§ WHAT YOU NEED TO DO:
a - Return the passage of the forum thread on PXE installation of ESX between "I'm not sure" and "that particular issue.", inclusive.
b - Summarize the forum thread on PXE installation of ESX in three sentences.
c - Extend the forum thread on PXE installation of ESX, starting after its final sentence.

Basically it is not able to excecute the hdstg2.img and netstg2.img files for some reason. I think because the PXE image is able to load and connect to the share and actually run the KS.CFG file there is probably a problem with either the ESX CD files have to be mounted and copied to the folder much like it is done under Linux which might be modifying some attributes of the files or it needs some additional settings in the KS.CFG.

I will post the details of my setup once I have it all working. The WDS I have configured it to deploy Windows OS to VM's and added the RIS to deploy the Syslinux PXE image because at present it is not possible to convert a .iso image into a .wim file which WDS uses to deploy to the client via PXE.

MP

Reply
0 Kudos
dinny
Expert
Expert

Yup - it would have been a problem that I encountered when I rebuilt the netstg2.img file.

I'm not sure it will help in your case - but if you're interested there's a whitepaper of what I did on the xtravirt.com site.

http://www.xtravirt.com/index.php?option=com_remository&Itemid=75&func=fileinfo&id=13

Where I mention doing a tar (as opposed to cp) to copy hidden files was where I found that particular issue.

But as you say - I suspect you have the same error message but a different cause?

Dinny

Reply
0 Kudos
DFATAnt
Enthusiast
Enthusiast

I have seen this message when I was using a ESX 3.01 boot image and trying to load an ESX 3.02 iso from the NFS share.

It sounds like this isn't your problem though

Reply
0 Kudos
MayurPatel
Expert
Expert

After trying different things I decided to drop the Windows NFS option and configured IIS instead. I can now delivery the ESX files and build the ESX server using RIS. Now I have to overcome how to update the ESX hostname, ip address, nameserver config details because I can't inject a ks.cfg file dynamically with these details. The only way it can be done is to pre-configure ks.cfg files for each new server and place it in the . This I think is very messy.

I was looking at providing these details by adding changing the network --device eth0 --bootproto query and adding a %pre section in the ks.cfg file which opens a new console and prompts for these details. As I am not an expert bash/perl scripter I will have to search for examples which I can modify to acheive this. I tried the autostep and interactive options in ks.cfg but this fails in anaconda.

Reply
0 Kudos
mikef123
Contributor
Contributor

you are probably using the wrong initrd.img and vmlinuz file

Reply
0 Kudos
stumpr
Virtuoso
Virtuoso

I've been working on this recently and found your posting in a google search.

I believe this issue is more prone in a trunked configuration with a switch (vlan tagging). It's possible certain vendor combinations will not see the issue if their negotiation process is fast enough.

In my case, it's Broadcom (bnx) to Cisco Catalyst. The NIC is initialized several times during the PXE-NetInstall process. Essentially anytime the interface is "pumped" by the loader program (bin/loader in the initrd.img), a new trunk negotiation occurs with the upstream switch port. This can take 30-40 seconds. You can see this trunk negotiation if you watch the Cisco switch.

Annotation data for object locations

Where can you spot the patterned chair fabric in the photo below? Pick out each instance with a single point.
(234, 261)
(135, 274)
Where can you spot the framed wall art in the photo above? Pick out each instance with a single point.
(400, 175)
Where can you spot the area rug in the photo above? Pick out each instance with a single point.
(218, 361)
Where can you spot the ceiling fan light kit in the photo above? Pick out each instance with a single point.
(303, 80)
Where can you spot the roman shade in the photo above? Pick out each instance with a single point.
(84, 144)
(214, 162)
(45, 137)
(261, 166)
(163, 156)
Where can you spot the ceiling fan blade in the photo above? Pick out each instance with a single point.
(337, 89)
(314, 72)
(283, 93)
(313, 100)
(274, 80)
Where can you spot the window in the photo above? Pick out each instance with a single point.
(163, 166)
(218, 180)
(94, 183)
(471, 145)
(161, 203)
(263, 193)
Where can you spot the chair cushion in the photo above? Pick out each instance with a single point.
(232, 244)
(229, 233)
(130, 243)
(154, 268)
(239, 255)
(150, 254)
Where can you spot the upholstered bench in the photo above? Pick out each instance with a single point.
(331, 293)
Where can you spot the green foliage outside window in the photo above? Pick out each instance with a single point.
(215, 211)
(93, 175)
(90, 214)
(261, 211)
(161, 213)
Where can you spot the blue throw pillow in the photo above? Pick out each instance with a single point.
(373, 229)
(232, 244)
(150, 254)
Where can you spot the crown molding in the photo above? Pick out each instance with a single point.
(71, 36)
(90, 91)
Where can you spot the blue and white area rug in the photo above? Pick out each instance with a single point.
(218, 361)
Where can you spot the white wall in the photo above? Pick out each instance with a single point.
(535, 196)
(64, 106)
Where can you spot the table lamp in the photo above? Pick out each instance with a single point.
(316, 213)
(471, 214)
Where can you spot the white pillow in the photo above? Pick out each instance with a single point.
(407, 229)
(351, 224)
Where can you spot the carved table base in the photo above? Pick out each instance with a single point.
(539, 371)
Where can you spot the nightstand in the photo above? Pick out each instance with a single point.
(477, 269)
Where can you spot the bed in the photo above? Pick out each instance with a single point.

§ EXPECTED ANSWERS:
a -
I'm not sure it will help in your case - but if you're interested there's a whitepaper of what I did on the xtravirt.com site.

http://www.xtravirt.com/index.php?option=com_remository&Itemid=75&func=fileinfo&id=13

Where I mention doing a tar (as opposed to cp) to copy hidden files was where I found that particular issue.

b - A PXE setup could load, connect to the share and run KS.CFG but could not execute the hdstg2.img and netstg2.img files, and replies suggested causes such as hidden files lost when rebuilding netstg2.img, a mismatch between an ESX 3.01 boot image and an ESX 3.02 iso, or the wrong initrd.img and vmlinuz files. After switching from Windows NFS to IIS, the ESX server could be built through RIS, but setting each server's hostname, IP address and nameserver details still required pre-configured ks.cfg files or a %pre section prompting for them. Another participant traced a similar issue to trunk negotiation between a Broadcom NIC and a Cisco Catalyst switch, which recurs each time the loader initializes the interface and can take 30-40 seconds.

c -
This issue was addressed by other linux vendors via a nicdelay parameter being added in some Anaconda builds ( I found reference to this being resolved in later RHEL3 and RHEL4 updates, but not in RHEL5). However, I reviewed the ESX anaconda source code and nicdelay is not supported in the loader used by ESX's PXE images. You can verify this by performing a 'strings loader' after extracting the PXE initrd.img. As a side note, the linksleep parameter waits for the link status to be "ok". In the trunk negotation issue I'm encountering the link layer is "ok" almost immediately, but the trunk negotation process prevents higher layer protocols until it is complete. In essence, linksleep will not address this issue and is useless.

I will likely resolve my automation build goals by moving to a CDROM based Kickstart install delivered by the onboard remote management card virtual CDROM functionality, though I did submit a bug report to VMware and do hope that it is eventually added to the PXE loader.

I believe this is likely a common issue in larger network environments with ESX. VLAN tagging (trunking) becomes almost impossible to avoid when dealing with nearly a dozen vlans. Also, in my case my ESX environment will be in a remote data center and options such as using a non-trunking switch or reconfiguring the switch port for the installation are not viable options. My goals are to have a minimal installation / rebuild process so cluster nodes can be quickly and consistently rebuilt remotely with no physical intervention on the cluster hardware or the network infrastructure.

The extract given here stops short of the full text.